Dataset entries
----

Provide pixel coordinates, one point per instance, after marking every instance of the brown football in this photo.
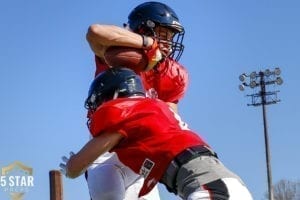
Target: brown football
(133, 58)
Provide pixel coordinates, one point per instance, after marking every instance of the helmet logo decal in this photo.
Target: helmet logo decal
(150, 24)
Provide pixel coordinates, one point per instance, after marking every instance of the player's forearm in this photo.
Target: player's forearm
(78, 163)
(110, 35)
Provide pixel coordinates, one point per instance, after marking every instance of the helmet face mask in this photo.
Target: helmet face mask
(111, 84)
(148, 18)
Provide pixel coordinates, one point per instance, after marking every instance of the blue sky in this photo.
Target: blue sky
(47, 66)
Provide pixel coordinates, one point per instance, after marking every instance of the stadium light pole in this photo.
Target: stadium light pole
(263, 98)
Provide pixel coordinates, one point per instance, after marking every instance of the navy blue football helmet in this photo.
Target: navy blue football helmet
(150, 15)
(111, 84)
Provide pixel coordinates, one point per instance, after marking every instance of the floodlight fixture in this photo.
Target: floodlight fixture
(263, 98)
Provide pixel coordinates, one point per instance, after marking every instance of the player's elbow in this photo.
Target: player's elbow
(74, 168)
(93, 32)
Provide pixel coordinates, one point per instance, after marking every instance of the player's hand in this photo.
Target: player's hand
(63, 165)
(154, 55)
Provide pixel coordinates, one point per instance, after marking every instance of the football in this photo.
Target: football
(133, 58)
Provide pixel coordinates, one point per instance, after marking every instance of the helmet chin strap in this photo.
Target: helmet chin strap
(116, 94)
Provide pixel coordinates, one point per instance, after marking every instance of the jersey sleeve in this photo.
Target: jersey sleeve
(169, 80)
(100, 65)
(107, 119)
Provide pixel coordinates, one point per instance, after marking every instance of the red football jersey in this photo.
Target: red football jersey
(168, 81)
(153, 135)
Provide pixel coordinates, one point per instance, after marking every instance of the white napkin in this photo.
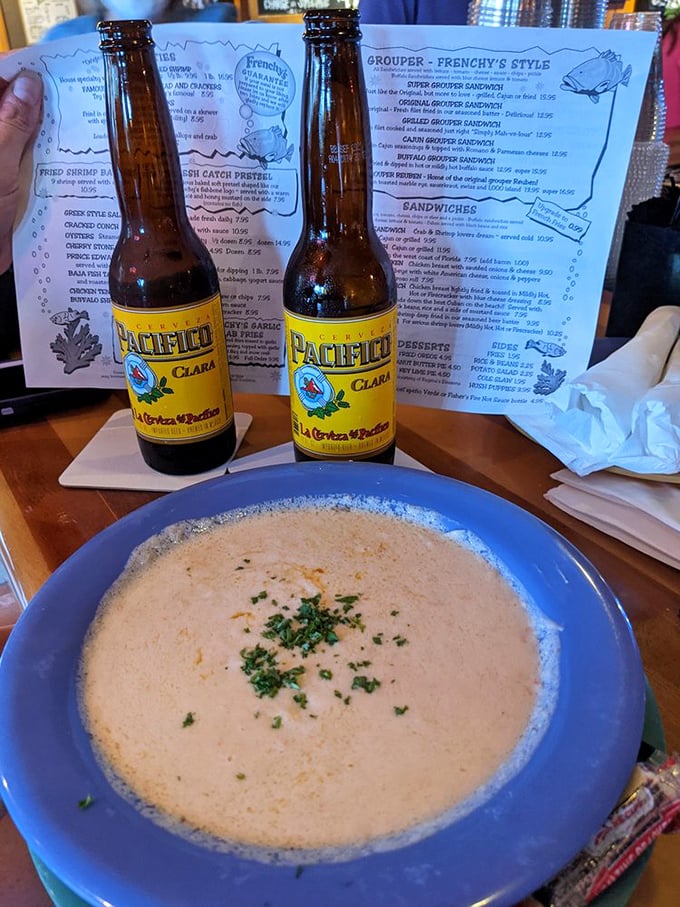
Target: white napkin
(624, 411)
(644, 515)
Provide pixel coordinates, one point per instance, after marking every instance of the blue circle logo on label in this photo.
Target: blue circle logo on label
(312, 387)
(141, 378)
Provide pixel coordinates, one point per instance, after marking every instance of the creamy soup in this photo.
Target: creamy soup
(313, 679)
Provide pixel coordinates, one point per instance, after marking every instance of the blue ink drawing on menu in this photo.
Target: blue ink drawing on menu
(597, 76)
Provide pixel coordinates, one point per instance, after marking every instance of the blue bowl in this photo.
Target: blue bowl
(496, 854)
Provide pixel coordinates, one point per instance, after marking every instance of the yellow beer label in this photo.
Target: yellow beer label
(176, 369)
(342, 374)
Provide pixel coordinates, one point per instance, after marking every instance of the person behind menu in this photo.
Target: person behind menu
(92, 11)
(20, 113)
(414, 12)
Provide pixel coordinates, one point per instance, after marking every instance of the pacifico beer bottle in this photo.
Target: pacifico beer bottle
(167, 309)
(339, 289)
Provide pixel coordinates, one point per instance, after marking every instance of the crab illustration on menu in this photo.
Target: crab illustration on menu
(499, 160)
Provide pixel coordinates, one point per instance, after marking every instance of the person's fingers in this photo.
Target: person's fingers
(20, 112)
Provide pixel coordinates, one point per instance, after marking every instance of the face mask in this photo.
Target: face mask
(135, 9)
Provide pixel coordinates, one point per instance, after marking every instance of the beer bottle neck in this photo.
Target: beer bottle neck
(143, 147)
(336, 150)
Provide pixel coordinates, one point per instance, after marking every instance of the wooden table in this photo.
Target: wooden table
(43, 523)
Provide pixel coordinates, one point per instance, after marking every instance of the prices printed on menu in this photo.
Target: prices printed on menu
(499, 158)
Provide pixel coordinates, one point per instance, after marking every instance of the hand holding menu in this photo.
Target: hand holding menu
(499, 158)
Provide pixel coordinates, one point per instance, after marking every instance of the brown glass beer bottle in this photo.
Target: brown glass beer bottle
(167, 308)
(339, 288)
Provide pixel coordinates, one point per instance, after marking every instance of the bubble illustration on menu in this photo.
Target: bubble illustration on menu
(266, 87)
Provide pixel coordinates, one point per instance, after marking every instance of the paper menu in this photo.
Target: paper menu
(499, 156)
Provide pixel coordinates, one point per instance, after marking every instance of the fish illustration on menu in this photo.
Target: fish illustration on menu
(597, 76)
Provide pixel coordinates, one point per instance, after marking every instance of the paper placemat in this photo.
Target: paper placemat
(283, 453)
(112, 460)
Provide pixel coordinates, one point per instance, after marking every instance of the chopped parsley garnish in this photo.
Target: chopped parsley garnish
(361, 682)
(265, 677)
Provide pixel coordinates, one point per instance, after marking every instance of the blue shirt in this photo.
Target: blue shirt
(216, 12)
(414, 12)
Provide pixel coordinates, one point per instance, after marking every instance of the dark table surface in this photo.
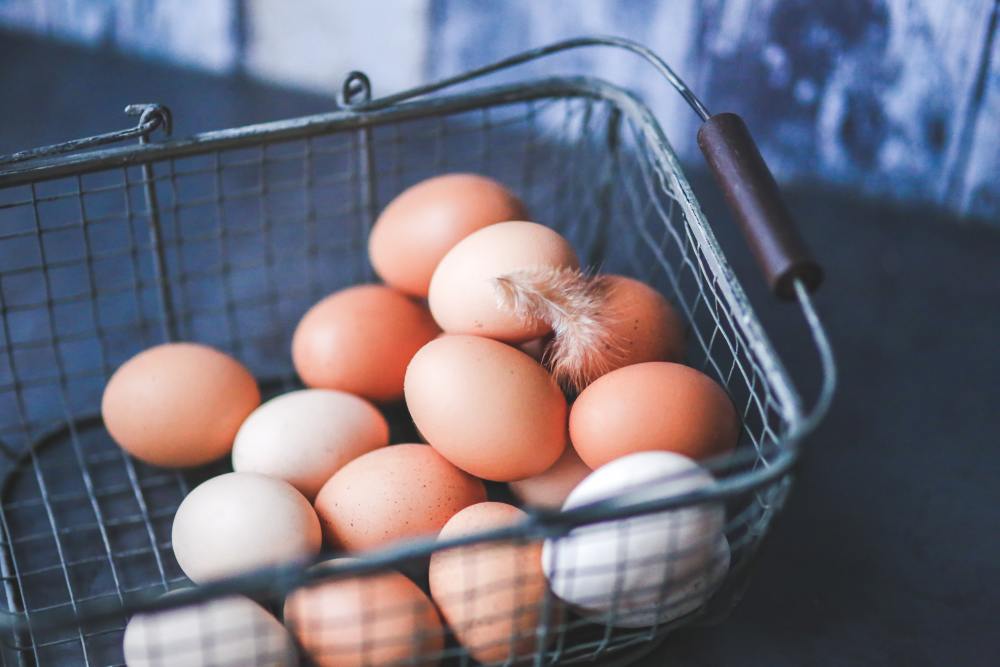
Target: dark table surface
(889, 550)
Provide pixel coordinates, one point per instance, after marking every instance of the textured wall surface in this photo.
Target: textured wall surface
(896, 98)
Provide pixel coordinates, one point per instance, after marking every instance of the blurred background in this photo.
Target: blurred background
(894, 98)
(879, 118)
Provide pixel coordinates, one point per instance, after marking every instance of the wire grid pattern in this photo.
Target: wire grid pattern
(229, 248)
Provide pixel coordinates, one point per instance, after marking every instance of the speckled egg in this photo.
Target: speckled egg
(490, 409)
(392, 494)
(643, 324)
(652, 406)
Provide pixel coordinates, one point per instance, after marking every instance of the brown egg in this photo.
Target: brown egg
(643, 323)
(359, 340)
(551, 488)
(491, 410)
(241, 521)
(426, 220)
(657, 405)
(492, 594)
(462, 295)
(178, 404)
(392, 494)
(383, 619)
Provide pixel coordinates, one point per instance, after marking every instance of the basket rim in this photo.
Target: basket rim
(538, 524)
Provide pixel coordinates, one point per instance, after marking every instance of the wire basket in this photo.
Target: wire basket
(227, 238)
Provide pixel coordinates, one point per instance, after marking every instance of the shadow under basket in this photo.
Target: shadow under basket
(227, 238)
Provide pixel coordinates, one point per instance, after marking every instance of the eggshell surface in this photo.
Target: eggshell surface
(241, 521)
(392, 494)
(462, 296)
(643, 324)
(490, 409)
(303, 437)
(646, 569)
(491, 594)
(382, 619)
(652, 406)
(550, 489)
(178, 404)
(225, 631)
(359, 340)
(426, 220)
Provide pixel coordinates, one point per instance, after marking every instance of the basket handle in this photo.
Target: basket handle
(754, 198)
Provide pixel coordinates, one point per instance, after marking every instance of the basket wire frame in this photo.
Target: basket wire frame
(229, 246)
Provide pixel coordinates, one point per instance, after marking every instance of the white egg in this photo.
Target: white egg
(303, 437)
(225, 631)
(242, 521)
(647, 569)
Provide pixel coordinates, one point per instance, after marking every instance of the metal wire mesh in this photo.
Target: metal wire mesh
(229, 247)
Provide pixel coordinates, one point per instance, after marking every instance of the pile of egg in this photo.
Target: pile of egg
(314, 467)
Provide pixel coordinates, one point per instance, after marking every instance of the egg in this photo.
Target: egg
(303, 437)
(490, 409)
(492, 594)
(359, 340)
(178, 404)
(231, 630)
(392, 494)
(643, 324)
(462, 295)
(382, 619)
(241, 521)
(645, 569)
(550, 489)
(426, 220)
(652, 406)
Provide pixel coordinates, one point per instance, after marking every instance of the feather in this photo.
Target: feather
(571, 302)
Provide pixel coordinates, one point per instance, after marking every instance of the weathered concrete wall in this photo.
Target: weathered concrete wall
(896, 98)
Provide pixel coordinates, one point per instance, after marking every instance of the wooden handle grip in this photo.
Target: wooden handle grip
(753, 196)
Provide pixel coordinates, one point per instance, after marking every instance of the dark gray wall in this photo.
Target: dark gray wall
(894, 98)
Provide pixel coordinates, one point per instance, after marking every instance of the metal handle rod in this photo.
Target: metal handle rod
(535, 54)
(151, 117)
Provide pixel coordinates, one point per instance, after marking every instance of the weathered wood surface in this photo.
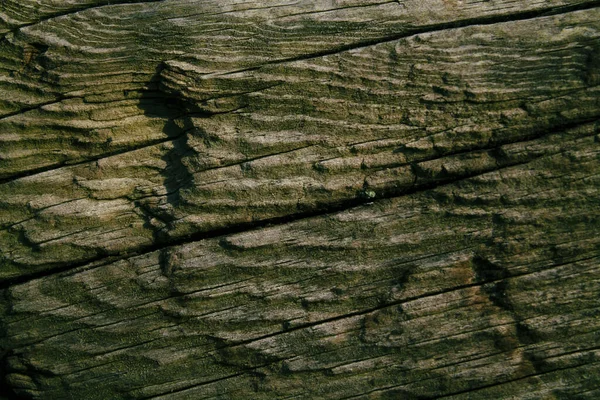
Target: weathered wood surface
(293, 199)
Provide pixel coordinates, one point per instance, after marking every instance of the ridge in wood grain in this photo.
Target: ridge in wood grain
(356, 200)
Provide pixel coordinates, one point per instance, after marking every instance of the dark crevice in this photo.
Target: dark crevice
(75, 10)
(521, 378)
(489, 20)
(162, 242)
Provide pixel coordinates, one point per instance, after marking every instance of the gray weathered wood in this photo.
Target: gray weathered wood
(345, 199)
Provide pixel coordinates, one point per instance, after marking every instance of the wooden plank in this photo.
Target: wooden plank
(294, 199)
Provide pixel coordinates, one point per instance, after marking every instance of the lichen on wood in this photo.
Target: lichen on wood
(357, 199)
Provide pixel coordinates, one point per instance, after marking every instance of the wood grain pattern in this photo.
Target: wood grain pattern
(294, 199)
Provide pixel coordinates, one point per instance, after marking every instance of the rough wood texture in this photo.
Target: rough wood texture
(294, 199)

----

**Requirement**. After locating "wood surface in this photo." and "grain in this photo." in the records above, return exactly the line holding each one and every line between them; leave out the pictures.

**Exercise output**.
Provide pixel coordinates, one point per instance, after marking every instance of the weathered wood surface in this photo.
Target: weathered wood surface
(293, 199)
Provide pixel coordinates, one point per instance, after marking every instance of the ridge in wood grain in this photo.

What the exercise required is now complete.